> _Stored records_:
.....

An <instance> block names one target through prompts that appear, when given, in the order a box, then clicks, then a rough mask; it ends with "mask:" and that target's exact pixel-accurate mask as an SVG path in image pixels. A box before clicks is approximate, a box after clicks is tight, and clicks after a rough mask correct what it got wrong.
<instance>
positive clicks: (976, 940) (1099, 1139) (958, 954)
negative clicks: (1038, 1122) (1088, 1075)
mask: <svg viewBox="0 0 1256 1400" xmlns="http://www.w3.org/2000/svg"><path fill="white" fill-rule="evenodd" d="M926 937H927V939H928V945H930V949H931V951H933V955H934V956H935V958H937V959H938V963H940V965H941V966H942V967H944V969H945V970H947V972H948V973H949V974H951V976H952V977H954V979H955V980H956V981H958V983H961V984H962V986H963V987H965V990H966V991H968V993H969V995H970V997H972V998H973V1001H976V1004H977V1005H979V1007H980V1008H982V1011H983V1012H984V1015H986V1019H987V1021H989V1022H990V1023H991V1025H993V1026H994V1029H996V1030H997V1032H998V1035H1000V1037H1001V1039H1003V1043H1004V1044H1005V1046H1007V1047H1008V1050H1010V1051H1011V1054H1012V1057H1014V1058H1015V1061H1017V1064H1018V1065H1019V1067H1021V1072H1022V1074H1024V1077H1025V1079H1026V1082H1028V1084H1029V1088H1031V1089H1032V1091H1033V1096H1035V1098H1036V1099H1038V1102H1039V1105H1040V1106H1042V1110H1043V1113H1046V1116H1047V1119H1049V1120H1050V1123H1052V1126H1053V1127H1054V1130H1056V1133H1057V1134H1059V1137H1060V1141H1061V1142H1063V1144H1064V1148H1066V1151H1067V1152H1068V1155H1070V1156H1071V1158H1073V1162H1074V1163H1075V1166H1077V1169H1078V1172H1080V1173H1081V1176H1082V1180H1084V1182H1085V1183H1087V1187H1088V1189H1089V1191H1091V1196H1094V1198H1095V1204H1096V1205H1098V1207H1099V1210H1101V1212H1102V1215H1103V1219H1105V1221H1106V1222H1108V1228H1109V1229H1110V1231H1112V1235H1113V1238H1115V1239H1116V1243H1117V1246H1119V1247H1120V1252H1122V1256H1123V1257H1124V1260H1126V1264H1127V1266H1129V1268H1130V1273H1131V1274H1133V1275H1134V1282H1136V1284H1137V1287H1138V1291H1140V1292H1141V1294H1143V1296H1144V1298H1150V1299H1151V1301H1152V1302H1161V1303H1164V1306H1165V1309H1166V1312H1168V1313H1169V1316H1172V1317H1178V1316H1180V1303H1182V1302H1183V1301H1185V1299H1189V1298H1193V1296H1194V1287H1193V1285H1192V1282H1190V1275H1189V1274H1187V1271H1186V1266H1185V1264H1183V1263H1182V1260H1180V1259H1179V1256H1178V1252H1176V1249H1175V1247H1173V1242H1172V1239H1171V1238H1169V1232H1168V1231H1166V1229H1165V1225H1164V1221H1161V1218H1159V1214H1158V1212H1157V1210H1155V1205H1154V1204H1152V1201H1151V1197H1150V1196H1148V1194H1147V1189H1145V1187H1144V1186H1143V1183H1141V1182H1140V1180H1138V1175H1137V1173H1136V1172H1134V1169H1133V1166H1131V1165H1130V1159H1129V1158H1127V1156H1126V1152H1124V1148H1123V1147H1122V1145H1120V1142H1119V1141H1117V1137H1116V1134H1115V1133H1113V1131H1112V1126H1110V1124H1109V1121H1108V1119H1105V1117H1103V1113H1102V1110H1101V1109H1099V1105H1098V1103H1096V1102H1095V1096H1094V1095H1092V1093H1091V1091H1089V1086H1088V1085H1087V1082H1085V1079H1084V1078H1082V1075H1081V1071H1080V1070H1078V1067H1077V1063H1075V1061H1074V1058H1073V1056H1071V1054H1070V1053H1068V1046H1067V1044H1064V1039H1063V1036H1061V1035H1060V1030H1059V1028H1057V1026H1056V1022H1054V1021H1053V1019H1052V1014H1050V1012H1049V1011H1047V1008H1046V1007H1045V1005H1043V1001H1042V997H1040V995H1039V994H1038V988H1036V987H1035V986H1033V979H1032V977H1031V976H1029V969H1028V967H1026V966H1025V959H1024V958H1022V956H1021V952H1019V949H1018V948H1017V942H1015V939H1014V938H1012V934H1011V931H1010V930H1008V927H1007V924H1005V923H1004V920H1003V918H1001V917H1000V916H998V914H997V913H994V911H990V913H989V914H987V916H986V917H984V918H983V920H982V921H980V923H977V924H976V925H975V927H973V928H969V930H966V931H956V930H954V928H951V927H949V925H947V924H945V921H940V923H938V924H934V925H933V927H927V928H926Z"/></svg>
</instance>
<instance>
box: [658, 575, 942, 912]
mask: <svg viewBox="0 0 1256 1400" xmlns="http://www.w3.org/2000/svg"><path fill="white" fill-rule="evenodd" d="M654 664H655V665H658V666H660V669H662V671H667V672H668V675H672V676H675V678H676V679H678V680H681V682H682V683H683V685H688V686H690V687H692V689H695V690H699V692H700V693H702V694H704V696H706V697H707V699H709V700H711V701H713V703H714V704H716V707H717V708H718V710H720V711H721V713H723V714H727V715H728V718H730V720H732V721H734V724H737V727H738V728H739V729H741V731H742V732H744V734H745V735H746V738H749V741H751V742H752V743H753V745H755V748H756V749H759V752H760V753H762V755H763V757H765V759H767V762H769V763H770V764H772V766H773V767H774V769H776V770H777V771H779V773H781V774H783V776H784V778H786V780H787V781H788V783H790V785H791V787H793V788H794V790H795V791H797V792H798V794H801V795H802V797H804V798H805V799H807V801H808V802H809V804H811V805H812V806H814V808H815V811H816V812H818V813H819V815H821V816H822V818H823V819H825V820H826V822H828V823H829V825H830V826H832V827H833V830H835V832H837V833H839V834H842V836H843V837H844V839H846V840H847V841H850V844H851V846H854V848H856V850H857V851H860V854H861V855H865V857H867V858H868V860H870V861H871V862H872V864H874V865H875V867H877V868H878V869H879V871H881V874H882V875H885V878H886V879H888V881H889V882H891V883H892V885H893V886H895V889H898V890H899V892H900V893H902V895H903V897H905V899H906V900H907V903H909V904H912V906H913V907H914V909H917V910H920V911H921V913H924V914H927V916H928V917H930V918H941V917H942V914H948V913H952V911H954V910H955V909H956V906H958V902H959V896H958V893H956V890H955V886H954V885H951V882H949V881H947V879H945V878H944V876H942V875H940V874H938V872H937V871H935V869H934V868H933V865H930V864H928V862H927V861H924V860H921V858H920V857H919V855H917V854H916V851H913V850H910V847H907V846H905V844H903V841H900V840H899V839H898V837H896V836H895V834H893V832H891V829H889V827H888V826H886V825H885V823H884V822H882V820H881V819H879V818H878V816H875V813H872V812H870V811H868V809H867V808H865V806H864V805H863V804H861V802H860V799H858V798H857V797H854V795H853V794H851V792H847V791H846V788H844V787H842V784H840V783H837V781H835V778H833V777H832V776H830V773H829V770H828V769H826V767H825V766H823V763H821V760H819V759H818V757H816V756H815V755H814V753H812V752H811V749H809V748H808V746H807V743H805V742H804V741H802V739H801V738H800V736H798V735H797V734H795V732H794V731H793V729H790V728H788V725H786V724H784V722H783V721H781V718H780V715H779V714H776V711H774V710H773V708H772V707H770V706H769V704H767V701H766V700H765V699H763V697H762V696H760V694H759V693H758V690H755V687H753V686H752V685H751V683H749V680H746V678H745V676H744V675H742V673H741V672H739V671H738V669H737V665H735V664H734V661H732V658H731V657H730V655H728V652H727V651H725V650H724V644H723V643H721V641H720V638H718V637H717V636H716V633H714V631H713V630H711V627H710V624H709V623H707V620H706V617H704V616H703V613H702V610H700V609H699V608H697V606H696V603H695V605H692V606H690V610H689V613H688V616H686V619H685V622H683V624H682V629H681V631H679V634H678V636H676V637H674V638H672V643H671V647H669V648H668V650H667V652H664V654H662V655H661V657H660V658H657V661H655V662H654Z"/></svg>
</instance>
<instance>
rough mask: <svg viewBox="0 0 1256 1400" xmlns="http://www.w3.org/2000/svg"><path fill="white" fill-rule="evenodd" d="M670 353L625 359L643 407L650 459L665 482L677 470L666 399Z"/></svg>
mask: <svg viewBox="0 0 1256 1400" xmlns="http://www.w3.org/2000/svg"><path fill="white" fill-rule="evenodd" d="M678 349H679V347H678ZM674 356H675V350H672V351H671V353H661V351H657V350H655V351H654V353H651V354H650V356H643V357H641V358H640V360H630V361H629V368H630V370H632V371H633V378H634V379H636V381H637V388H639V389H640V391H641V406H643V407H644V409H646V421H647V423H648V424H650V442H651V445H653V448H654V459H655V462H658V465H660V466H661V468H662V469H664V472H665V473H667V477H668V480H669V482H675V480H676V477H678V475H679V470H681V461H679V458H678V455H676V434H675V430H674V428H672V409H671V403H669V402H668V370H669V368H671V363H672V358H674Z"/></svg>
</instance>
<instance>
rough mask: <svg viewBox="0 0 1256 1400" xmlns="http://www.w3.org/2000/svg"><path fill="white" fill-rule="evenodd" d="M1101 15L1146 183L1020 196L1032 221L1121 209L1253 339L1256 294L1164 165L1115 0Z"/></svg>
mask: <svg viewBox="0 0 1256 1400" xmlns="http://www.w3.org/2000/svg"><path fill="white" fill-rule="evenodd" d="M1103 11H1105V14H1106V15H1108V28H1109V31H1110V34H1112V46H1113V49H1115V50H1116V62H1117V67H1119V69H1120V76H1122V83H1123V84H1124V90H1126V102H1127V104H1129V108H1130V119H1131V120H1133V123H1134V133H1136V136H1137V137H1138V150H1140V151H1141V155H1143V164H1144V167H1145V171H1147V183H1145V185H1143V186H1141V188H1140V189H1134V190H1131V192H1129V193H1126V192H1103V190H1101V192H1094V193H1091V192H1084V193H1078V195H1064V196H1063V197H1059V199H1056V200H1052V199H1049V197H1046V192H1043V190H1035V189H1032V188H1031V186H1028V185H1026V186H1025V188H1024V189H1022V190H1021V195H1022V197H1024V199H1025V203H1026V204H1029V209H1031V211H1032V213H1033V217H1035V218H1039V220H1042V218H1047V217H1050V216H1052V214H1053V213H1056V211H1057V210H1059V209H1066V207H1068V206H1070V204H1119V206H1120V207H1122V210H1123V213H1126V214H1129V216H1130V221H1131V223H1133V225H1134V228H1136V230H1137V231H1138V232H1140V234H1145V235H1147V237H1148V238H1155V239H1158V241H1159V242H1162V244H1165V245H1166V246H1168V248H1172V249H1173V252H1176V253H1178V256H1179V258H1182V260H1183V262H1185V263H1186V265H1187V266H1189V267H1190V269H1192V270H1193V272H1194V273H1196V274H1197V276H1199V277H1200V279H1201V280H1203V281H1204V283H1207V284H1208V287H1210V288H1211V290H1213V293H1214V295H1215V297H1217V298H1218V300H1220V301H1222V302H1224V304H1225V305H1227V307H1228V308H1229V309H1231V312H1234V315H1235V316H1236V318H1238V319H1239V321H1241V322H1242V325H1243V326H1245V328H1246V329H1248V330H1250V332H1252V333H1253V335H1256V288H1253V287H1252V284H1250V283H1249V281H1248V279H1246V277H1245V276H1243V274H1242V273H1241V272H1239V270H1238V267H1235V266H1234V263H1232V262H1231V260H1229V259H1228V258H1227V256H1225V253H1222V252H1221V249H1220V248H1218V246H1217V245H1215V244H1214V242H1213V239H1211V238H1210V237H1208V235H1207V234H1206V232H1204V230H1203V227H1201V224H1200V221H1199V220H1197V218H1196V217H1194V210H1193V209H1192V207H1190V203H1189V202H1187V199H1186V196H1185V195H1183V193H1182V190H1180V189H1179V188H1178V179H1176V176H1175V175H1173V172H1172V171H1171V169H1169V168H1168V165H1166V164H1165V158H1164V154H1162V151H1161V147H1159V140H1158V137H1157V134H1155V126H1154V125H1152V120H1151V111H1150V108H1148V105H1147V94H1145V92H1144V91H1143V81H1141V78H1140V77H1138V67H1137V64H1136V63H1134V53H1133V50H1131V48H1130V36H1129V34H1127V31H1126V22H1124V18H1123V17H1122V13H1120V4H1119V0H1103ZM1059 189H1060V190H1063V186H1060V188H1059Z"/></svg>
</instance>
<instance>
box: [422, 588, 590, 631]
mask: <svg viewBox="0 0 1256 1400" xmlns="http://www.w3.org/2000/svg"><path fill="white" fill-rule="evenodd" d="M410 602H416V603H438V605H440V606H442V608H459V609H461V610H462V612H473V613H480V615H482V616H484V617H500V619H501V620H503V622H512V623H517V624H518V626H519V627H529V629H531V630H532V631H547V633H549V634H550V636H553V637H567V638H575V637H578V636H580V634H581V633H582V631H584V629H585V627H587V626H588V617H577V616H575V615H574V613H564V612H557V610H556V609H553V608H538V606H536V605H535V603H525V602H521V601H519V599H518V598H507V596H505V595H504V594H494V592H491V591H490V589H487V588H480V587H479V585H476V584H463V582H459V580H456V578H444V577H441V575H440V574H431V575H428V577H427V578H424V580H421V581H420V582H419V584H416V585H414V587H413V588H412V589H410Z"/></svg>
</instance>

.....

> _PROBLEM REQUIREMENTS_: Pull out every line of the records above that contains the string "rough".

> _RESPONSE FOR THIS EXERCISE_:
An <instance> block names one target through prompts that appear, when given, in the order a box, then clicks, then a rough mask; it ends with "mask:" and that target's exact pixel-accurate mask as an SVG path in image pixels. A box before clicks is approximate, a box after clicks is tight, and clicks after a rough mask correct what it got wrong.
rough mask: <svg viewBox="0 0 1256 1400" xmlns="http://www.w3.org/2000/svg"><path fill="white" fill-rule="evenodd" d="M670 353L625 359L643 407L650 459L665 482L677 470L666 399Z"/></svg>
rough mask: <svg viewBox="0 0 1256 1400" xmlns="http://www.w3.org/2000/svg"><path fill="white" fill-rule="evenodd" d="M1101 15L1146 183L1020 196L1032 221L1121 209L1253 339L1256 294L1164 165L1115 0Z"/></svg>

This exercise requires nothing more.